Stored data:
= = = = = = =
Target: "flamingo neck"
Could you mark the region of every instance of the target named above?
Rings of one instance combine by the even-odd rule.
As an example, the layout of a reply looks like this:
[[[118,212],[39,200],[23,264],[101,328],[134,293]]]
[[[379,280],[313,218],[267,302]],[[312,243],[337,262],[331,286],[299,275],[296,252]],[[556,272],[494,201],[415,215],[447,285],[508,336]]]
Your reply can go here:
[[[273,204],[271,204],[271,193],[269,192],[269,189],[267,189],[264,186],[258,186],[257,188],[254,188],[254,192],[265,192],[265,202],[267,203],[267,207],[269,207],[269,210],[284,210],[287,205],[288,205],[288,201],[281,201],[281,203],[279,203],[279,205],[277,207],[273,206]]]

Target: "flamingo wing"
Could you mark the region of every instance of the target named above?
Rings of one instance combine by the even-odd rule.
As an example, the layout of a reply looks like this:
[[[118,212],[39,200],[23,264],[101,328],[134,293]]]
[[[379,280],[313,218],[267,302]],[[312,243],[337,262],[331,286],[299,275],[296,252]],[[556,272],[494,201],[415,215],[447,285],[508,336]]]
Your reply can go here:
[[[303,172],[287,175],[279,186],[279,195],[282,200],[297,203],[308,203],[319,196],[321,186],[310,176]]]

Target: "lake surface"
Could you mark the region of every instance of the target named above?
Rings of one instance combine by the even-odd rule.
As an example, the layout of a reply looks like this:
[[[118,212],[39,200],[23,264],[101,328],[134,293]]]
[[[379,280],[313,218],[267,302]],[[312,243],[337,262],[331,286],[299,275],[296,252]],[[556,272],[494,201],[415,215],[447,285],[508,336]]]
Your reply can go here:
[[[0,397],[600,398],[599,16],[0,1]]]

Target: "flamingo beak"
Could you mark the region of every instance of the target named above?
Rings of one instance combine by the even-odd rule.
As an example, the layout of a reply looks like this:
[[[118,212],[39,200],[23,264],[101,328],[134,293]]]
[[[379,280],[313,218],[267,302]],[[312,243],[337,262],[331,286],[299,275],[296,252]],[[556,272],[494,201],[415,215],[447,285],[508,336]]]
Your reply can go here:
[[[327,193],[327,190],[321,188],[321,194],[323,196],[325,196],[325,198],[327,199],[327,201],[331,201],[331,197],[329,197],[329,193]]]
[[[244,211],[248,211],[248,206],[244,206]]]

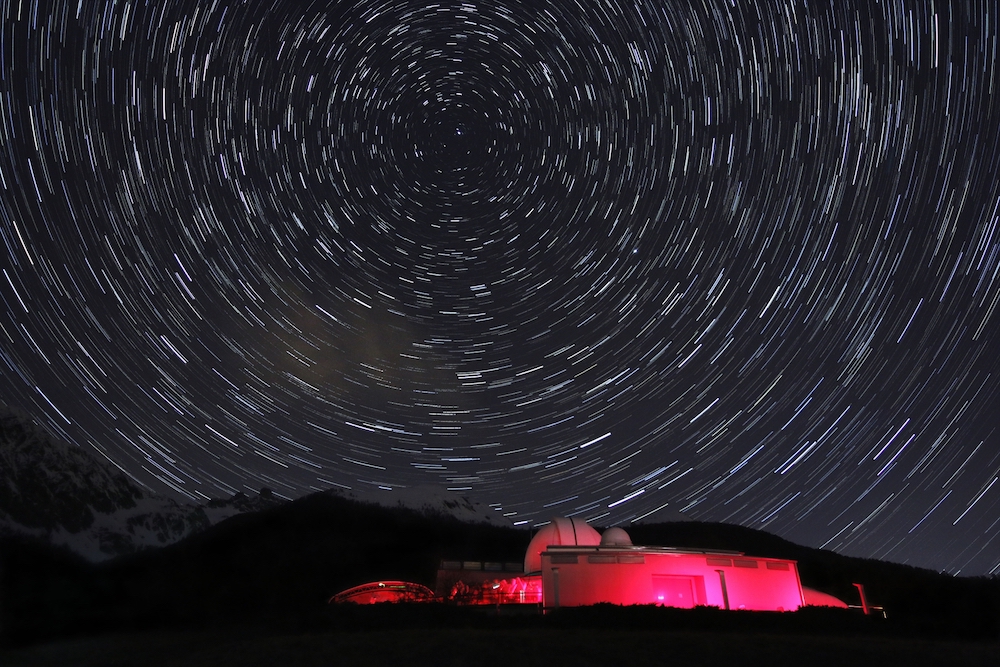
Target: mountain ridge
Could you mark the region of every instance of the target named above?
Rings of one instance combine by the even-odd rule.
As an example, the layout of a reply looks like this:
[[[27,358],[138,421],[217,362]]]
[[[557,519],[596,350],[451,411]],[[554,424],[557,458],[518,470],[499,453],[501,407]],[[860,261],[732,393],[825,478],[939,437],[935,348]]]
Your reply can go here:
[[[429,485],[326,493],[510,525],[492,507]],[[201,504],[179,502],[144,490],[110,459],[62,442],[27,413],[0,405],[0,535],[46,541],[99,562],[174,544],[236,515],[285,502],[266,488]]]

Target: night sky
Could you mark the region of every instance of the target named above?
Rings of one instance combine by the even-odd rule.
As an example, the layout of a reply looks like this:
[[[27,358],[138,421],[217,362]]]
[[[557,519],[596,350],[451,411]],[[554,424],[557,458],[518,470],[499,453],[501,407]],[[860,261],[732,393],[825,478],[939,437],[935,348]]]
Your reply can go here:
[[[0,13],[0,398],[152,490],[1000,571],[993,0]]]

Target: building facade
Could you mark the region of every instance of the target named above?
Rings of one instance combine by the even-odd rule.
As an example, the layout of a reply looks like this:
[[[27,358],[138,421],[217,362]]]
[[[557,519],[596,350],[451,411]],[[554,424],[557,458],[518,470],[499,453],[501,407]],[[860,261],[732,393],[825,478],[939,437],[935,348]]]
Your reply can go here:
[[[608,602],[794,611],[804,603],[794,561],[664,547],[551,546],[542,552],[548,609]]]
[[[516,563],[442,561],[433,593],[418,584],[372,582],[331,601],[450,601],[460,605],[531,604],[543,609],[599,603],[795,611],[846,607],[802,586],[794,560],[735,551],[634,546],[621,528],[597,532],[556,517]],[[395,596],[395,597],[394,597]]]

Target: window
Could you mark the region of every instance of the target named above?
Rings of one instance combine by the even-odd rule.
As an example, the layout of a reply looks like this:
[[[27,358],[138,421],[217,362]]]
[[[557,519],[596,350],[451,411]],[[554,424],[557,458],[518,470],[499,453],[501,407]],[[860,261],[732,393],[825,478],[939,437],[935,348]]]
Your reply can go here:
[[[576,565],[576,554],[552,554],[549,560],[553,565]]]
[[[622,565],[642,565],[646,562],[646,557],[642,554],[624,554],[618,557],[618,562]]]
[[[587,556],[588,563],[616,563],[617,559],[608,554],[597,554],[594,556]]]

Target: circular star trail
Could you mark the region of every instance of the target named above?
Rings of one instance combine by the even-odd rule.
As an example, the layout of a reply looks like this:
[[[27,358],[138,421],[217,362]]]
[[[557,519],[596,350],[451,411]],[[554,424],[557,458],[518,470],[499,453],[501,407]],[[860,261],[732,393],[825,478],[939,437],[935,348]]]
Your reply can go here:
[[[991,3],[0,15],[2,395],[150,488],[998,571]]]

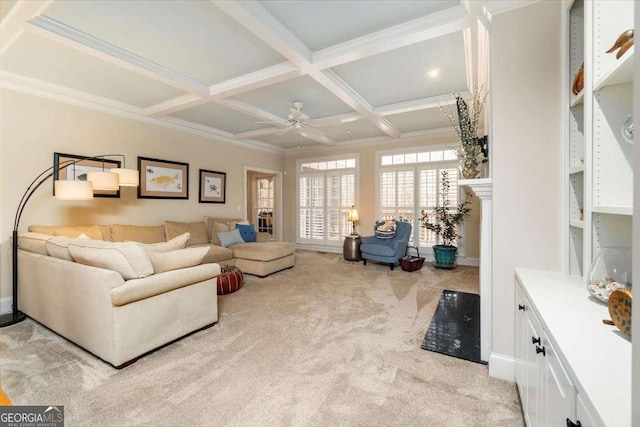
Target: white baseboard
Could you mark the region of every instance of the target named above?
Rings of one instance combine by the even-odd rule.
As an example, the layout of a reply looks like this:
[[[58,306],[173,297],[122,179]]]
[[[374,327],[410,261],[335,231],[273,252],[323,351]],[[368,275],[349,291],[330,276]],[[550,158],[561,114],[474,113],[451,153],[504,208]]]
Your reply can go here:
[[[489,355],[489,376],[516,382],[516,364],[511,356],[491,353]]]
[[[0,314],[11,313],[12,303],[13,303],[13,297],[0,298]]]

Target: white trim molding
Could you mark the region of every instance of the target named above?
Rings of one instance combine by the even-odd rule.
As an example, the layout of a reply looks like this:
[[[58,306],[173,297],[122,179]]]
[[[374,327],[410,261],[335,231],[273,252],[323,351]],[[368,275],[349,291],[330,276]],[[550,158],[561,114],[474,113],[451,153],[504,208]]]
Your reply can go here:
[[[493,182],[491,178],[461,179],[480,199],[480,359],[489,361],[493,329]],[[489,361],[490,362],[490,361]],[[491,372],[491,367],[489,368]]]
[[[489,376],[516,382],[516,361],[512,356],[491,353],[489,356]]]

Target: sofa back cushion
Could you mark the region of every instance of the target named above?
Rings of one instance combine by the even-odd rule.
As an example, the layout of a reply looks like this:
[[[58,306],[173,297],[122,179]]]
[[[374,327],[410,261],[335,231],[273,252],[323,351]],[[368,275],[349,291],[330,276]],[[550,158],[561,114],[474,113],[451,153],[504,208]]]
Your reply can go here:
[[[105,228],[105,230],[109,229],[108,226],[103,226],[103,228]],[[28,230],[34,233],[64,237],[78,237],[81,234],[85,234],[88,238],[93,240],[110,240],[111,237],[103,236],[100,226],[97,225],[30,225]]]
[[[49,255],[47,242],[53,239],[50,234],[32,233],[30,231],[18,234],[18,247],[24,251],[40,255]]]
[[[240,231],[242,240],[245,242],[255,242],[257,240],[256,226],[254,224],[236,224],[236,229]]]
[[[207,229],[203,221],[198,222],[174,222],[164,221],[164,231],[167,240],[178,237],[181,234],[189,233],[191,237],[187,242],[187,246],[202,245],[209,243],[207,237]]]
[[[168,242],[160,242],[160,243],[149,243],[144,244],[144,248],[147,252],[169,252],[169,251],[177,251],[178,249],[184,249],[187,246],[187,242],[191,237],[191,233],[183,233],[178,237],[174,237]]]
[[[69,253],[79,264],[117,271],[125,280],[153,274],[147,251],[137,242],[82,240],[69,243]]]
[[[158,274],[200,265],[208,251],[208,247],[201,246],[168,252],[148,252],[148,255],[153,265],[153,271]]]
[[[237,245],[238,243],[244,243],[244,240],[242,240],[242,236],[240,235],[240,230],[237,228],[234,228],[231,231],[218,233],[218,238],[220,239],[220,244],[225,248]]]
[[[213,245],[222,246],[218,233],[224,233],[225,231],[231,231],[236,228],[236,224],[248,224],[247,221],[242,218],[217,218],[212,216],[204,217],[204,224],[207,229],[207,237],[209,242]]]
[[[123,225],[111,226],[111,240],[114,242],[160,243],[166,241],[164,225]]]
[[[89,240],[89,238],[85,234],[81,234],[80,237],[54,236],[47,240],[47,254],[53,258],[73,261],[73,257],[69,252],[69,244],[86,240]]]

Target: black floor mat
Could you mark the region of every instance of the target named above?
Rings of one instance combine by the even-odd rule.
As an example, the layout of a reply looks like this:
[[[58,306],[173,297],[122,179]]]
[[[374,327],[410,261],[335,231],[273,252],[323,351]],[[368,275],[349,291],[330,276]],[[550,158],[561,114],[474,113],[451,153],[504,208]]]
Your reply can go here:
[[[442,291],[421,347],[486,365],[480,360],[480,295]]]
= = = = = = =
REQUIREMENT: In the entries above, find each line with "flamingo" and copy it.

RESULT OF THIS TASK:
Target: "flamingo neck"
Target: "flamingo wing"
Target: "flamingo beak"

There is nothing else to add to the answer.